> _Completa quanto segue_
**1)** Rispondi a queste domande sul testo relativo al mercato australiano del vino:
(a) Quanti consumatori c'erano un anno fa e quanti ce ne sono ora?
(b) Quali due regioni storiche vengono indicate per la crescita delle importazioni?
(c) Quale bevanda si è imposta come alternativa forte al vino?
**2)** Prosegui il testo sul mercato australiano del vino dal punto in cui si interrompe.

> _Sezione di testo_
Australia e Nuova Zelanda non sono tra i mercati di riferimento per l’export enoico del Belpaese, eppure, in maniera diversa, e vivendo momenti assai dissimili, rappresentano comunque una possibilità da esplorare. Il panorama australiano non è dei migliori, come racconta il report di Wine Intelligence, “The Australia Landscapes 2015” (www.wineintelligence.com), che rivela come, nonostante una maggiore regolarità nei consumi, globalmente si beva meno vino che nel 2014. Un dato figlio del calo dei consumatori, passati dagli 11,5 milioni di un anno fa agli 11,2 milioni attuali, che al vino, sempre più spesso, alternano birra e spirits. A farne le spese sono, principalmente, i produttori locali, alle prese da una parte con la crescita delle importazioni da regioni storiche del Vecchio Continente, Chianti e Rioja su tutte, e dall’altra con la concorrenza del sidro, che, nonostante l’assestamento dei consumi, si è ormai imposto come alternativa forte al vino, specie in un Paese in cui la curiosità dei wine lover rende il mercato particolarmente “liquido” ed instabile.

> _Elenco_

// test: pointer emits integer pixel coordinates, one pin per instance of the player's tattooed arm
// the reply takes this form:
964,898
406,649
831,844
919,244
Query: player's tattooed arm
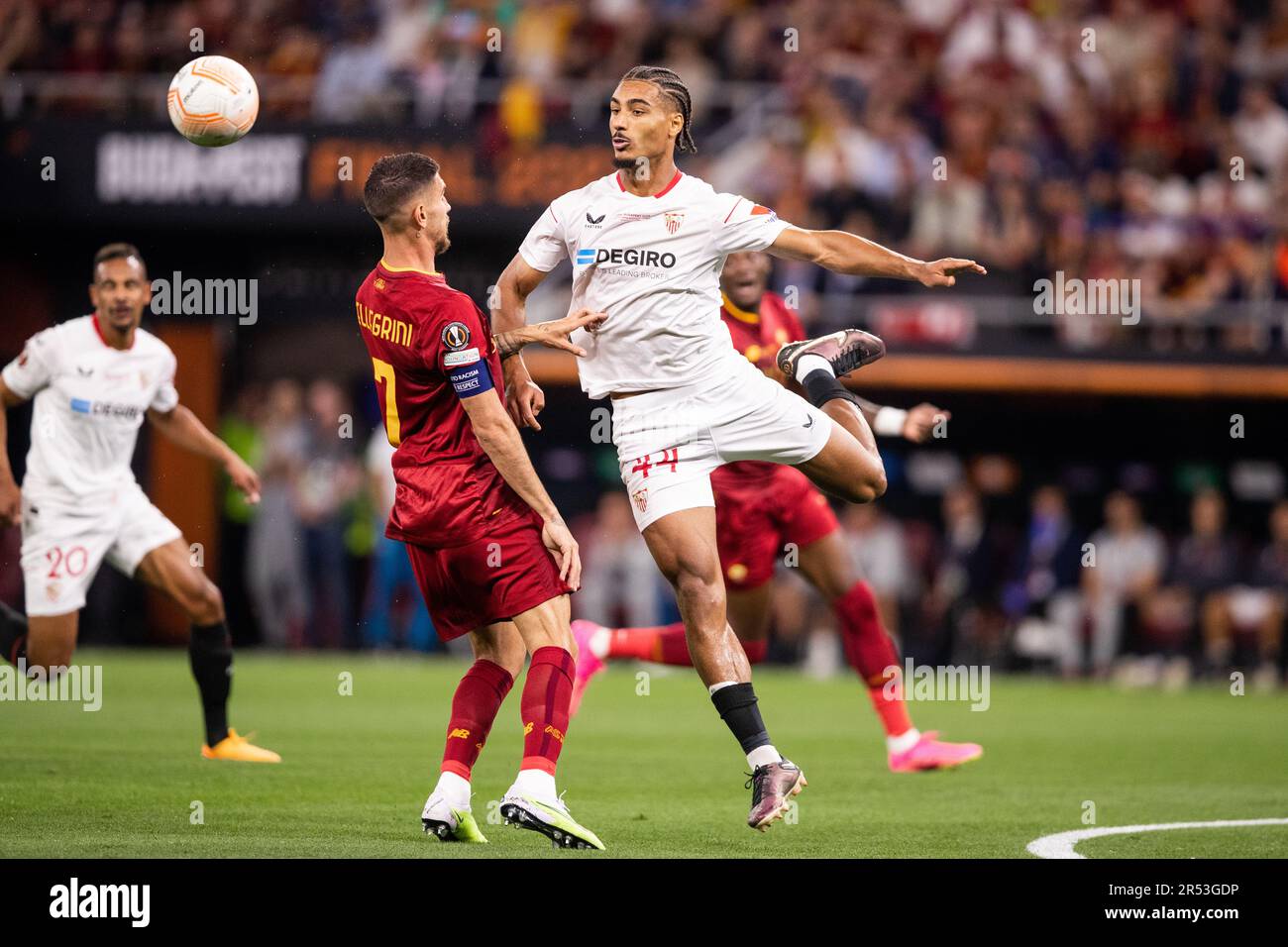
850,254
187,431
11,496
915,424
553,334
501,442
523,397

> _Risposte_
**1)**
(a) Un anno fa erano 11,5 milioni, ora sono 11,2 milioni.
(b) Chianti e Rioja.
(c) Il sidro.

**2)**
Ben diversa la situazione fotografata, sempre da Wine Intelligence, nel report “New Zealand Wine Market Landscapes 2015”: nonostante si tratti di un mercato di piccoli numeri, infatti, le potenzialità sono ottime, il consumo medio è ai livelli di Paesi europei come Olanda e Svezia, con la Gran Bretagna nel mirino, ed il 60% della popolazione beve vino almeno una volta al mese. I consumi, in termini di volumi, negli ultimi anni sono rimasti sostanzialmente stabili, ma è la segmentazione dei consumi, dal 2010 ad oggi, a cambiare: crescono, in linea con il resto del mondo, gli sparkling, in particolare nella versione rosé, scelta, nel 2014, dal 29% dei wine lover neozelandesi (erano appena il 9% nel 2010), ma crescono anche i bevitori di Champagne e di Prosecco, una categoria che, da nicchia, sta trascinando l’import di vino dal Belpaese, cresciuto, dal 2010, del 46%, a quota 140.000 casse (1,68 milioni di bottiglie).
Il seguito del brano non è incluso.